▸ **What is expected**
Could you swap every "Target" for "Object" in the records below and write them out again with everything else left as is?

====

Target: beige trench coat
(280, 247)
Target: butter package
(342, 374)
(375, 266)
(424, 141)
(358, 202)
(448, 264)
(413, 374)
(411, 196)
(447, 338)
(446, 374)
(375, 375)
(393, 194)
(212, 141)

====

▸ **Task result**
Object: beige trench coat
(280, 247)
Object: butter package
(342, 374)
(375, 266)
(424, 141)
(358, 202)
(448, 264)
(413, 374)
(411, 196)
(447, 338)
(446, 374)
(375, 375)
(393, 194)
(212, 141)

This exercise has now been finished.